### Records shown

= Beginning of Section =

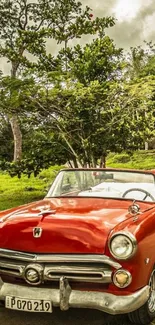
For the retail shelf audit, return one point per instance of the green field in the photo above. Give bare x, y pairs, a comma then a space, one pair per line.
14, 191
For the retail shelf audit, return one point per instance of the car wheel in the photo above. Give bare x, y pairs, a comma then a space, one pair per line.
145, 314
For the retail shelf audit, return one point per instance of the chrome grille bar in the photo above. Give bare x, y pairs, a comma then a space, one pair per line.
59, 258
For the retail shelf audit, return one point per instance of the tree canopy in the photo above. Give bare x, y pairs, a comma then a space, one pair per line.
78, 104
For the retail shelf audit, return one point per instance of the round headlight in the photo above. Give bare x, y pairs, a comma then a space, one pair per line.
122, 245
32, 276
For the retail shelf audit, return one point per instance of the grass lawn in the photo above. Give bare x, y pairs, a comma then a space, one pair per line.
14, 191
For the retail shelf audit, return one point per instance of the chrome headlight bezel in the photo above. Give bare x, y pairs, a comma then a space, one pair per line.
130, 237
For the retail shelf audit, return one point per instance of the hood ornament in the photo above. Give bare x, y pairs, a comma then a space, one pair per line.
37, 232
134, 209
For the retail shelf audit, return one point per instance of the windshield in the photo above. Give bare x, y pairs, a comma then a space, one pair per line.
104, 183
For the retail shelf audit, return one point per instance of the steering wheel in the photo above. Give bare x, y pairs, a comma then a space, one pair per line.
139, 190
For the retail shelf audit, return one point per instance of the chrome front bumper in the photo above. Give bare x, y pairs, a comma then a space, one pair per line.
65, 297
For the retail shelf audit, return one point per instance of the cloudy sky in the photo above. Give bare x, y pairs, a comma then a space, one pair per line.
135, 19
135, 23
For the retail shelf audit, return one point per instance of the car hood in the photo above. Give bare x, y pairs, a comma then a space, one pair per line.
71, 225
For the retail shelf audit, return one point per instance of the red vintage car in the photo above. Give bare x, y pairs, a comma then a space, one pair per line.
89, 244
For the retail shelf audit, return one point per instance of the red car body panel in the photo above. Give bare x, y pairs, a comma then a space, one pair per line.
78, 225
83, 225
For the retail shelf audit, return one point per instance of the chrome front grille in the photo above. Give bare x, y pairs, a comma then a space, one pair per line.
79, 268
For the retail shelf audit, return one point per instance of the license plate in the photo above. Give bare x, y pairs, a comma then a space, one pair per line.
31, 305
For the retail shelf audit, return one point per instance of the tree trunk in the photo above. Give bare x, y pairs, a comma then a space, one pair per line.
17, 135
103, 161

= End of Section =

### What is expected
Your output should be an exact transcription of the line that holds "the chrome headlight" and each line after it through the end of the listing above.

### Solution for this exercise
For the retail shelf audit, return one point per instance of the chrome headlight bezel in the photo above. Give bare x, y pairs, a comma then a space, one pair per line.
130, 237
For the retail shelf audit, return one point per instance of the hood ornament in the photo above. Give bare x, y pairs, a comma then a space, one pair per line.
37, 232
134, 209
For the retail shelf audit, return one point per instance of the windshield in the photo above. Give bare x, y pairs, a comma then a space, one pair per line.
104, 183
For the retail shelf audit, return one point per instance of the steering wheel in the photo above. Give bare x, y pairs, a comma then a space, one pair per line.
139, 190
For the retail shelf audit, return one point per instance of the chrome front bumper in the photo above. Give bare x, y pairs, a comma then a space, one pair per line.
65, 297
For the retail shelf audit, return one point per instance of the cloudy sky in the photo above. Give bare x, y pairs, a comma then a space, one pair per line.
135, 19
135, 23
For the retail shelf audit, return one point per instance of the car hood in the photo above. Give bare x, y pairs, a comma then a space, one pair per line.
71, 225
For the retail shelf audit, return one point per instance of the red vintage car in the photo above. Give bare x, y pairs, a comma then a space, one pair per line.
89, 244
For the retail shelf audit, return one point per instance of the red car body panel in the photo above. Give bare x, y pairs, a comma then a space, one pair per line.
78, 225
83, 225
For the retail shelf audit, return one point per instance of the chrome front grille in the photo above. Give bare x, y pairs, a comma then a space, one pair per line.
79, 268
For the retail shelf audit, return one point per instance of the license plate in the photo above. Give bare x, y pairs, a comma then a space, one pair per line.
31, 305
For the retail shelf audit, return one point per instance of the tree trunk in the photo above. Give bare x, y pairs, a comma then a space, one pair per line.
17, 135
103, 161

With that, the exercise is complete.